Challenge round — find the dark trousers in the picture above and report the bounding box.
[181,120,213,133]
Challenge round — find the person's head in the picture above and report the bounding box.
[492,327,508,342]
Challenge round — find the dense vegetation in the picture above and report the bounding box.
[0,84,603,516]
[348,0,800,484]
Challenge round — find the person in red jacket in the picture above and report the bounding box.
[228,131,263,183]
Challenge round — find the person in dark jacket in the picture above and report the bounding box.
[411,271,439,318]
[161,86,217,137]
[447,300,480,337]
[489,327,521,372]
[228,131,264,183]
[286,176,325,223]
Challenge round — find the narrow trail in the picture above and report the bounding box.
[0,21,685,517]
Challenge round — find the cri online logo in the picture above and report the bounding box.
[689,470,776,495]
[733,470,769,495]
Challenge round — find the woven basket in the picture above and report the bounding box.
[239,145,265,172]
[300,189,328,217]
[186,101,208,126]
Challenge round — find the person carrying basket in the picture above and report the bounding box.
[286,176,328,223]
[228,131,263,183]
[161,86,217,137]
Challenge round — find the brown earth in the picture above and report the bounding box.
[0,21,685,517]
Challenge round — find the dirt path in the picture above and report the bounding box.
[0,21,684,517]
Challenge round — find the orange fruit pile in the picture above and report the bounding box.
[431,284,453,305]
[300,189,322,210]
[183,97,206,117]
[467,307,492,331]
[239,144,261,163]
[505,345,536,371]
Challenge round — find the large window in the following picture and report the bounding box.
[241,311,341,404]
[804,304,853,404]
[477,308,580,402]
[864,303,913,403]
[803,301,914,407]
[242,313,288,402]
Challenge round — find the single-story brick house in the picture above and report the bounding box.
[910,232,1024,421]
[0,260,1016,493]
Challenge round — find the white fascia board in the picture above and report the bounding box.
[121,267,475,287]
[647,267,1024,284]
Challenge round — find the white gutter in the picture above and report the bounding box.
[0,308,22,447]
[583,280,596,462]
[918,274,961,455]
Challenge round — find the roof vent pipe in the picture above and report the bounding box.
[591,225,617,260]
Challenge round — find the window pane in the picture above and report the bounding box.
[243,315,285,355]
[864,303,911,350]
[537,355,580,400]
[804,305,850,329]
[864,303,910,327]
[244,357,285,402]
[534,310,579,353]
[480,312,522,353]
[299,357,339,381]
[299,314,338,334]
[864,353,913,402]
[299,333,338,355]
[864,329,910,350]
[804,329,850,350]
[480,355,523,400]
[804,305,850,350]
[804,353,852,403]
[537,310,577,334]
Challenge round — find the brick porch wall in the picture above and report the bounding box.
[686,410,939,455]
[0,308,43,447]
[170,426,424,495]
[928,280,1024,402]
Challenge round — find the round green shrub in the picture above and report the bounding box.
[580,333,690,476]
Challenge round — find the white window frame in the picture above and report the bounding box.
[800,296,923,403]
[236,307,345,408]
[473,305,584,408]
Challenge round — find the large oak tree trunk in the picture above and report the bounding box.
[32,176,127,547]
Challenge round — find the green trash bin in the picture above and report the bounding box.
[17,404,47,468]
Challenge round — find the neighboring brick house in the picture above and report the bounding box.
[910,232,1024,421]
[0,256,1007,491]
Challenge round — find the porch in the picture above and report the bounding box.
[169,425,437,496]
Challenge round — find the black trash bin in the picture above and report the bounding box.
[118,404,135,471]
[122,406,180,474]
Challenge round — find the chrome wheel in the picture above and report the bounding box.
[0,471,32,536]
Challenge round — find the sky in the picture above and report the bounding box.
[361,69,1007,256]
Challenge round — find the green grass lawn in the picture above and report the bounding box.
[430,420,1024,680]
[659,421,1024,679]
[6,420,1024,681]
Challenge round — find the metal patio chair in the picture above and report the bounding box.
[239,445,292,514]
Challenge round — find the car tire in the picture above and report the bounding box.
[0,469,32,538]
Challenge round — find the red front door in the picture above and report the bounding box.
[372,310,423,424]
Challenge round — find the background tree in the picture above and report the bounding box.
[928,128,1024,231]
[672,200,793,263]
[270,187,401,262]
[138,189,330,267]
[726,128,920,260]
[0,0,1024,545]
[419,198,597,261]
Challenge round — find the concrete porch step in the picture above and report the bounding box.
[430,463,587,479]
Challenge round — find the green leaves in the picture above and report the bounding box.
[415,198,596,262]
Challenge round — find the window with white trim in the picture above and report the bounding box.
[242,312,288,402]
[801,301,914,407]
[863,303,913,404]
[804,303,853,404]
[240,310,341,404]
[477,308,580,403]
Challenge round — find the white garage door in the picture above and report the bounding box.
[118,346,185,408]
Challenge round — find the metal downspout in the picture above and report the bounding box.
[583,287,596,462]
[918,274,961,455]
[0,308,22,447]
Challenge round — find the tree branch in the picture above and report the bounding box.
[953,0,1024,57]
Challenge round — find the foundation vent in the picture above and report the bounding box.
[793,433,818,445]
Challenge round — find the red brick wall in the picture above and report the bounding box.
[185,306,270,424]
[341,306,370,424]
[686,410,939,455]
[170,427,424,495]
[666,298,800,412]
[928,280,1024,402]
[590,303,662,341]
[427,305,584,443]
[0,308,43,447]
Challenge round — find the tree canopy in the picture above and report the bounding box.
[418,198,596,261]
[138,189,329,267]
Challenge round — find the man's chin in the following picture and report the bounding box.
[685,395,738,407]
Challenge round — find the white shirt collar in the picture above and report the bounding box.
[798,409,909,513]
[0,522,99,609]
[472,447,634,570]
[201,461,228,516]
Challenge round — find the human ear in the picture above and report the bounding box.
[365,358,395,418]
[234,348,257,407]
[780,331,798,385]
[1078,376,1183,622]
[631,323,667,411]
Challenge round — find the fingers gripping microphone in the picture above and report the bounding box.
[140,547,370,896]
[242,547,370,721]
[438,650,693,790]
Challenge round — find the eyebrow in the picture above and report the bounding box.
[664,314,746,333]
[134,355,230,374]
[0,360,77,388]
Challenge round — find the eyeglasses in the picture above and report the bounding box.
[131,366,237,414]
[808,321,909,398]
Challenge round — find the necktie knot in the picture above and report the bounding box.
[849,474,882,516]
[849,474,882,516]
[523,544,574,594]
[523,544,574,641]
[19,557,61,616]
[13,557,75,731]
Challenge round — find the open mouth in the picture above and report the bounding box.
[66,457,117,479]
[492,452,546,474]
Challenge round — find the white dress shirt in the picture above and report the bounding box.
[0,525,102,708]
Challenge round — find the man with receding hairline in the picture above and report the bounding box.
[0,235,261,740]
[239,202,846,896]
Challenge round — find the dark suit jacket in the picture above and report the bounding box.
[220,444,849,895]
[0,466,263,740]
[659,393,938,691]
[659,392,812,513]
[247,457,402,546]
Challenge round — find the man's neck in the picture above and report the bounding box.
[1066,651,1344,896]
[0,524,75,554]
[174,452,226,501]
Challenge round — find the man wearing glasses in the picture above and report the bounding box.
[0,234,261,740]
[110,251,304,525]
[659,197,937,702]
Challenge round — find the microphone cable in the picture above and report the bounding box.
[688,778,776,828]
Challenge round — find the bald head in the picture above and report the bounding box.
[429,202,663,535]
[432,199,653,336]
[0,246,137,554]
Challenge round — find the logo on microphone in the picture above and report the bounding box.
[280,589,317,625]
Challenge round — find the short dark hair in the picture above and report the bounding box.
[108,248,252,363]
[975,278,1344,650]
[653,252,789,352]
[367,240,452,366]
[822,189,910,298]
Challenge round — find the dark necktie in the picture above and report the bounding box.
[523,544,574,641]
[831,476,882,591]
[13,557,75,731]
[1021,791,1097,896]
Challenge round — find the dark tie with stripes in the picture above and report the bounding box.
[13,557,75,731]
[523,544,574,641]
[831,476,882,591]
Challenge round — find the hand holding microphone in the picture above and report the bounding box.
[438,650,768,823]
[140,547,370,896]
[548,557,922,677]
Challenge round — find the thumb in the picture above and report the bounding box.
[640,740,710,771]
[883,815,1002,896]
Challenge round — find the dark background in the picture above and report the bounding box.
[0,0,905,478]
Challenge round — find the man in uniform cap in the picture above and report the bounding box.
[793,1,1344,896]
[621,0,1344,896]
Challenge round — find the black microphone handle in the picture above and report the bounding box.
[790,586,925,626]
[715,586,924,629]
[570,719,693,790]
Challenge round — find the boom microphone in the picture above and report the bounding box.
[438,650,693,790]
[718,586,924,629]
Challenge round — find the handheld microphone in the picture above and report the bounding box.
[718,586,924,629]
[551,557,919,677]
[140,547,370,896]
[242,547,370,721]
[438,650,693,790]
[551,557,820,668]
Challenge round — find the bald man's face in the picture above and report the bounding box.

**Brief**: Could you give everything from "Challenge round — find the human" down to "[280,589,317,625]" again, swapping "report the bounding box" for "give the bounding box" and leaving all else unchanged?

**Exercise answer**:
Challenge round — find the human ear in the picture above and give the bounding box.
[365,358,395,418]
[234,348,257,407]
[780,331,798,385]
[1078,376,1183,622]
[631,323,667,411]
Challenge round — find the fingers gripping microphone in the picture above and give the bounding box.
[140,547,370,896]
[242,547,370,721]
[438,650,693,790]
Challenge round — find the eyebrow in the picture above and give the bounding box.
[664,314,746,333]
[134,355,230,374]
[0,360,77,388]
Challenge round — find the eyeglasses in the picture above and give the bounding box.
[131,366,237,414]
[808,321,909,398]
Challenge round — find the necktie knot in the picture above and give the bounding box.
[849,474,882,516]
[849,474,882,516]
[523,544,574,594]
[523,544,574,641]
[19,557,61,616]
[13,557,75,731]
Challenge round — find the open mouth in the picture above and give the bounding box.
[66,457,117,479]
[492,452,546,474]
Challenge round — find the white dress shirt in the picture above and give the bounding box.
[0,525,102,708]
Challenge round — find the man with receding hairline in the picture above and give the bounding box.
[0,235,261,740]
[239,202,846,896]
Challenge round — find the dark suit jacket in the picture above and give the bounding box.
[220,444,849,895]
[0,466,263,740]
[659,393,938,691]
[659,392,812,513]
[247,457,402,546]
Challenge round — find the man's neck in the picture above and give the bounding box.
[1066,651,1344,896]
[0,524,75,554]
[174,452,226,501]
Challenge round — find the man wearing glasses in the picture above and give the bounding box.
[0,234,261,740]
[110,251,304,525]
[659,197,937,702]
Challenge round — find the microphone cable in the picture above and give the bounding box.
[688,778,776,828]
Challenge round — find the bald head in the picture above and give the bounding box.
[429,202,663,535]
[432,199,653,336]
[0,246,137,554]
Challenge round — find the logo on microphone in the picture above and give the bounding box.
[280,589,317,625]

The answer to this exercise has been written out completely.